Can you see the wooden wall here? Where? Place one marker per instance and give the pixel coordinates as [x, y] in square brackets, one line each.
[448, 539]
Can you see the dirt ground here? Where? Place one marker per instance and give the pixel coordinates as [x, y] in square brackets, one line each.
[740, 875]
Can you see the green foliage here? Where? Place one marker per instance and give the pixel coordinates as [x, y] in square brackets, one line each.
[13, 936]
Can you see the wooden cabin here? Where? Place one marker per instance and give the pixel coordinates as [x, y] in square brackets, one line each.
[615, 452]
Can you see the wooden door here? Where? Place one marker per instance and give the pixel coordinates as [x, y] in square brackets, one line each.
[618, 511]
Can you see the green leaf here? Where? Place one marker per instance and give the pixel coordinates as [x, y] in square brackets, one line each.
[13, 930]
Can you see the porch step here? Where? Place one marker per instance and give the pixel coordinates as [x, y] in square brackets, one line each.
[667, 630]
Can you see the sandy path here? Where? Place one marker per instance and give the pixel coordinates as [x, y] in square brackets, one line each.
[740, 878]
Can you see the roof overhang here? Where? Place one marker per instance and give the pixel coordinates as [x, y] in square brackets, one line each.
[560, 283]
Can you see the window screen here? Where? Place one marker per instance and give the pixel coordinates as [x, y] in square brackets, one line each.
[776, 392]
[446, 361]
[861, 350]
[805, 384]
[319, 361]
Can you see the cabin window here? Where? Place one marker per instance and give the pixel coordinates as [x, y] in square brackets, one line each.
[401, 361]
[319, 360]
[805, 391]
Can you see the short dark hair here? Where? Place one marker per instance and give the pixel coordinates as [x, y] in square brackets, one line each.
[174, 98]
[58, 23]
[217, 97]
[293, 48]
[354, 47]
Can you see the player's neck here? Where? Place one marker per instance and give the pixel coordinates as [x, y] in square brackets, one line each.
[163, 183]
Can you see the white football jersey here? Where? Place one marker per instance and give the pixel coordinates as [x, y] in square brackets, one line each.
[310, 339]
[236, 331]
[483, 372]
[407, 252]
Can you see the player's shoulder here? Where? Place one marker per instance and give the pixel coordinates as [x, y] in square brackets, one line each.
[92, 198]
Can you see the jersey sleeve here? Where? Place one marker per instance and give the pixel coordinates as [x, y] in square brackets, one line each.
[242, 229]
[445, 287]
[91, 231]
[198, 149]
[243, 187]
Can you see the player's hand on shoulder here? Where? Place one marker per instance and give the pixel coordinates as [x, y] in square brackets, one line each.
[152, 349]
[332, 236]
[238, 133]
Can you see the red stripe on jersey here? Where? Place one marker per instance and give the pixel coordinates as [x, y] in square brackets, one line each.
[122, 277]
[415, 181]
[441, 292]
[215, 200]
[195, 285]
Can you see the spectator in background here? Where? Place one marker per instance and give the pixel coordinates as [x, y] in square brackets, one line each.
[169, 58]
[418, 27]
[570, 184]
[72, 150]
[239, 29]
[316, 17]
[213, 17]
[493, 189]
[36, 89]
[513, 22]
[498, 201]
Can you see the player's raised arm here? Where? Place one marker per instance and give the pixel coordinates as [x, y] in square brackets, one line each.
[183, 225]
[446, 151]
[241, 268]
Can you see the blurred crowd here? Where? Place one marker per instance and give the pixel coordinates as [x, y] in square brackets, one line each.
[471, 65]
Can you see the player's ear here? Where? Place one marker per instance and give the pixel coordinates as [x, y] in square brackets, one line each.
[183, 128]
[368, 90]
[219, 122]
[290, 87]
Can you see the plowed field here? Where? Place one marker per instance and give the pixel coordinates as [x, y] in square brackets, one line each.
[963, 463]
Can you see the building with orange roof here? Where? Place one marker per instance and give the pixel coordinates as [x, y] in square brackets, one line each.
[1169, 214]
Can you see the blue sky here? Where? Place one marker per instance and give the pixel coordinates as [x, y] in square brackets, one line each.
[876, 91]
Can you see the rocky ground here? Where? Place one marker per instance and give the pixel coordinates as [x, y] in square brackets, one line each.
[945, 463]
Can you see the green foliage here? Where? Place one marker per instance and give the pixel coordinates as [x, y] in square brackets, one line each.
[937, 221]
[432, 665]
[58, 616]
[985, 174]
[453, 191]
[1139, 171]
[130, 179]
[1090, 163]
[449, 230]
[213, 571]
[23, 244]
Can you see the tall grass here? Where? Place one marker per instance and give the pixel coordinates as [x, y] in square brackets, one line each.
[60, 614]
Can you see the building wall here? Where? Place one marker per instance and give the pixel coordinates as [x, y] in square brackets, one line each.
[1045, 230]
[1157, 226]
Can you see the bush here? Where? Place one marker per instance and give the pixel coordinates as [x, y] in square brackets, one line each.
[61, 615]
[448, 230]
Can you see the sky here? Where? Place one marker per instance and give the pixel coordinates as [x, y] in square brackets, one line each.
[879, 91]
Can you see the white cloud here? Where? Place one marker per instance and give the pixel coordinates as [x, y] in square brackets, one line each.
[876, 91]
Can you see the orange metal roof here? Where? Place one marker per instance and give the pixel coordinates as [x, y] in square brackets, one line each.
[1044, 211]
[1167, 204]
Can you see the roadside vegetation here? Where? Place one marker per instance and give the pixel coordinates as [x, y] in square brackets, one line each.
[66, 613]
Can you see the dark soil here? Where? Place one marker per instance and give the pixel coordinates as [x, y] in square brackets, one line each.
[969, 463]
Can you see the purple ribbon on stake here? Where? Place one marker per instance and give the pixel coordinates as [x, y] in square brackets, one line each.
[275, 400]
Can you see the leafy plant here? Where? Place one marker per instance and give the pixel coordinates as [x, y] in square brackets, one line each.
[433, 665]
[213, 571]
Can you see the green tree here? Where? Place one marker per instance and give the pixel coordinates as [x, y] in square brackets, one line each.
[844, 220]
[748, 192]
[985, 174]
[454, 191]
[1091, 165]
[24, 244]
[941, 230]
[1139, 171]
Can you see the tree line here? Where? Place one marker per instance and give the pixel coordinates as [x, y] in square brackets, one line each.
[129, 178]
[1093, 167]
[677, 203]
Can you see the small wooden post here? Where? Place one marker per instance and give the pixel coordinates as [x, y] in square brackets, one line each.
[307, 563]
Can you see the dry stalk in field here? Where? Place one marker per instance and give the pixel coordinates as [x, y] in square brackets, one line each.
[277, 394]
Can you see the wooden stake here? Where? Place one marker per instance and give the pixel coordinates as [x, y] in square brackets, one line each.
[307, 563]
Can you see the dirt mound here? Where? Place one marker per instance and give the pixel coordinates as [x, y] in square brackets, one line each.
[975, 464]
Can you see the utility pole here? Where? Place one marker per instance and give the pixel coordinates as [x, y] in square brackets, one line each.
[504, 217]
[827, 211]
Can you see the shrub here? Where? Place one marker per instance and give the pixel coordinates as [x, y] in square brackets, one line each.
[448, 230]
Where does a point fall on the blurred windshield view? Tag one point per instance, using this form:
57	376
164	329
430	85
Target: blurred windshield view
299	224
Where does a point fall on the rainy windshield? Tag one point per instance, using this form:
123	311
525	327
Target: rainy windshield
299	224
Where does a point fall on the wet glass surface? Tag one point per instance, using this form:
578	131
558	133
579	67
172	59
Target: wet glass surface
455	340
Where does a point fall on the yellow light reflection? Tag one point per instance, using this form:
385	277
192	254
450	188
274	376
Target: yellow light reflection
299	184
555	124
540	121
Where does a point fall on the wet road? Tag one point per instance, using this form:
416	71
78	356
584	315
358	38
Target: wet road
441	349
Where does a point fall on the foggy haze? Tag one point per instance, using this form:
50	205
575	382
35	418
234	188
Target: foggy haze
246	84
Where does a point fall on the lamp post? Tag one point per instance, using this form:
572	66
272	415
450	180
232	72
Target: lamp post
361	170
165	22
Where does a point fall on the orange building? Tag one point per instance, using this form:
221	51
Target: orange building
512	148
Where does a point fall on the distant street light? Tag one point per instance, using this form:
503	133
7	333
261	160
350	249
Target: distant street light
=======
* Work item *
Using the records above, select and copy every line that has the word "street".

* Problem solution *
Where does a point fall on the distant street light? Tag one point per instance, using this form:
Target: distant street light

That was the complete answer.